- _Trecho do documento_
================================
'O Sétimo Guardião' não chega a ser ruim, mas é uma novela irrelevante
Na reta final, trama de Aguinaldo Silva ainda não empolga o público
Em 1988, “Vale Tudo” captou perfeitamente o clima vigente no Brasil. O país se preparava para a redemocratização, depois de mais de duas décadas de regime militar, e discutia a honestidade, tanto na esfera privada quanto na pública.
A novela de Gilberto Braga e Aguinaldo Silva foi pensada para embarcar neste debate, centrada em duas personagens: a honesta Raquel (Regina Duarte) e sua filha pilantra, Maria de Fátima (Glória Pires). O resultado foi um estouro de audiência e um legado duradouro: até hoje, “Vale Tudo” é lembrada como uma obra-prima da teledramaturgia brasileira.
Em 2012, “Avenida Brasil” também se tornou um fenômeno. A trama de João Emanuel Carneiro não trazia nenhuma referência direta à situação política da época, nem era especificamente brasileira –tanto que fez enorme sucesso em todos os países em que foi exibida. Mas a vingança de Nina (Débora Falabella) contra Carminha (Adriana Esteves) atingiu um nervo, e também repercute até hoje.
================================
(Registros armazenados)
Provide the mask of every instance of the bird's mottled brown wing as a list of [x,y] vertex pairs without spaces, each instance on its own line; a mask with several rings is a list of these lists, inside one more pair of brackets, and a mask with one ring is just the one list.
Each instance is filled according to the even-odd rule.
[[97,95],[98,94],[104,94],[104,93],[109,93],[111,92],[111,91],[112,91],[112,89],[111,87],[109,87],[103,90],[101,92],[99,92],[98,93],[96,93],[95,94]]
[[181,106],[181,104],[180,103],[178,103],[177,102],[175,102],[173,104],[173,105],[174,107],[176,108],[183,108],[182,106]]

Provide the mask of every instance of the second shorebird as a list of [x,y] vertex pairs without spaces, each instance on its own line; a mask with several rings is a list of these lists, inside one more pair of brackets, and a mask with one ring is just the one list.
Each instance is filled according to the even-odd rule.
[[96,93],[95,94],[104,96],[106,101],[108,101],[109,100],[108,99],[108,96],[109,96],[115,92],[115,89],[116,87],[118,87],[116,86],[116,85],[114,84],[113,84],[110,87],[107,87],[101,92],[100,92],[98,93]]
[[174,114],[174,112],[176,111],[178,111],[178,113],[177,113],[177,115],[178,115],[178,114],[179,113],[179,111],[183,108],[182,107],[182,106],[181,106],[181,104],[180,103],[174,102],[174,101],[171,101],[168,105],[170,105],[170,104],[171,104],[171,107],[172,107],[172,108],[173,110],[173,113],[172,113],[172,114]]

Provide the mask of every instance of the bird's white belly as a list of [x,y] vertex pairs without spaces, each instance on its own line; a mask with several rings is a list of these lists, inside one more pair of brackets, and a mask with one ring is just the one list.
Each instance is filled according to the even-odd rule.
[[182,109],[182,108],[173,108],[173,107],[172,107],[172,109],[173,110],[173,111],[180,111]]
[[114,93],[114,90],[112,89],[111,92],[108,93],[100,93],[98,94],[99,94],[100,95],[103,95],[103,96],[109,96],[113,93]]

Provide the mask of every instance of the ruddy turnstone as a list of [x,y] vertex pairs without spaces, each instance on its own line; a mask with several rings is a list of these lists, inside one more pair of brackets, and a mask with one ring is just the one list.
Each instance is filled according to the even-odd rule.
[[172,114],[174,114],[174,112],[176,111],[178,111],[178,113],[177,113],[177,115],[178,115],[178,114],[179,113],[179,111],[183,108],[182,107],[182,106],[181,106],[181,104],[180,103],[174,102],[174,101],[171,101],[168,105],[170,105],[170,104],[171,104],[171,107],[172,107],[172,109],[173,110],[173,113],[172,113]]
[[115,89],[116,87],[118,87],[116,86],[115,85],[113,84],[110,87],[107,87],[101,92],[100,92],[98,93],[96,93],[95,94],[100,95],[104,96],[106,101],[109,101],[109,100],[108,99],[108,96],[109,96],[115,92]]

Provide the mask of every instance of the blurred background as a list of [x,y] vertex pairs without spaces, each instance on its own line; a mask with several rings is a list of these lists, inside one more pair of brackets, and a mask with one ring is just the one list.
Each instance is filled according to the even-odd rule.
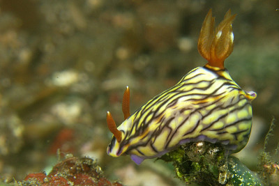
[[[107,177],[128,185],[183,185],[160,160],[137,166],[106,154],[110,110],[123,121],[126,86],[131,111],[204,65],[197,42],[213,8],[229,8],[234,49],[232,79],[254,91],[249,144],[236,155],[257,170],[271,121],[279,118],[279,3],[276,0],[0,1],[0,181],[50,171],[72,153],[97,160]],[[278,134],[275,121],[273,134]],[[266,150],[279,160],[278,135]],[[247,158],[248,157],[248,158]]]

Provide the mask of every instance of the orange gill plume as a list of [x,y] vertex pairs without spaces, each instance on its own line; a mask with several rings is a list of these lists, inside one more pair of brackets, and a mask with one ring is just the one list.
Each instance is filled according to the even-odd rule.
[[[128,86],[127,86],[123,95],[122,111],[124,115],[124,119],[130,116],[130,89]],[[107,112],[107,127],[114,135],[117,141],[120,142],[121,141],[121,132],[117,129],[116,124],[110,111]]]
[[207,13],[197,44],[199,54],[208,61],[207,65],[224,69],[224,61],[234,47],[232,24],[236,15],[231,15],[229,10],[214,31],[215,17],[212,17],[212,9]]

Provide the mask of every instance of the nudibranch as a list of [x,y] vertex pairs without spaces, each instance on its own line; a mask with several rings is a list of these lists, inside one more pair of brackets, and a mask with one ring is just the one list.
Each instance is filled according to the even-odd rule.
[[242,90],[224,68],[233,49],[235,17],[229,10],[214,29],[215,17],[210,10],[197,45],[208,63],[191,70],[132,115],[127,87],[122,102],[125,121],[116,127],[111,114],[107,114],[113,134],[107,149],[109,155],[130,155],[140,164],[144,159],[160,157],[193,141],[218,143],[229,154],[246,145],[252,127],[251,101],[257,95]]

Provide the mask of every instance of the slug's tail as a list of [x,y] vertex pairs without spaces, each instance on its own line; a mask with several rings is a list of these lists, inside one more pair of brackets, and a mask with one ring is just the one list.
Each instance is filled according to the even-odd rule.
[[231,15],[229,10],[214,31],[215,17],[212,17],[212,9],[207,13],[197,43],[199,52],[208,61],[207,65],[224,69],[224,61],[234,48],[232,24],[236,15]]

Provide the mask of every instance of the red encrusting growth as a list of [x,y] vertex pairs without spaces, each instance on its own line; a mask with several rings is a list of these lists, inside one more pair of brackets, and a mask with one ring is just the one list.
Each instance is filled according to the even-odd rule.
[[130,89],[127,86],[126,90],[123,95],[122,100],[122,111],[124,115],[124,119],[127,119],[130,116]]
[[107,127],[112,132],[112,133],[114,135],[117,141],[119,142],[121,141],[121,132],[118,130],[116,127],[116,124],[115,124],[115,121],[112,118],[112,114],[110,114],[110,111],[107,112]]
[[224,20],[214,30],[215,17],[210,9],[202,24],[197,48],[199,54],[208,61],[207,65],[224,69],[224,61],[234,48],[232,24],[236,15],[231,15],[229,10]]

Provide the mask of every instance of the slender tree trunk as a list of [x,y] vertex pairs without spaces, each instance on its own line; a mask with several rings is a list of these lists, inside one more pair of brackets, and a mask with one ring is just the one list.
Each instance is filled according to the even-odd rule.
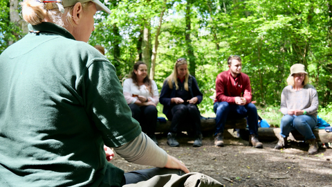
================================
- _Objetivo do exercício_
Reescreva o artigo sobre novelas entre "A novela de" e "da teledramaturgia brasileira.", inclusive, substituindo "pilantra" por "trapaceira".

- _Solução escrita_
A novela de Gilberto Braga e Aguinaldo Silva foi pensada para embarcar neste debate, centrada em duas personagens: a honesta Raquel (Regina Duarte) e sua filha trapaceira, Maria de Fátima (Glória Pires). O resultado foi um estouro de audiência e um legado duradouro: até hoje, “Vale Tudo” é lembrada como uma obra-prima da teledramaturgia brasileira.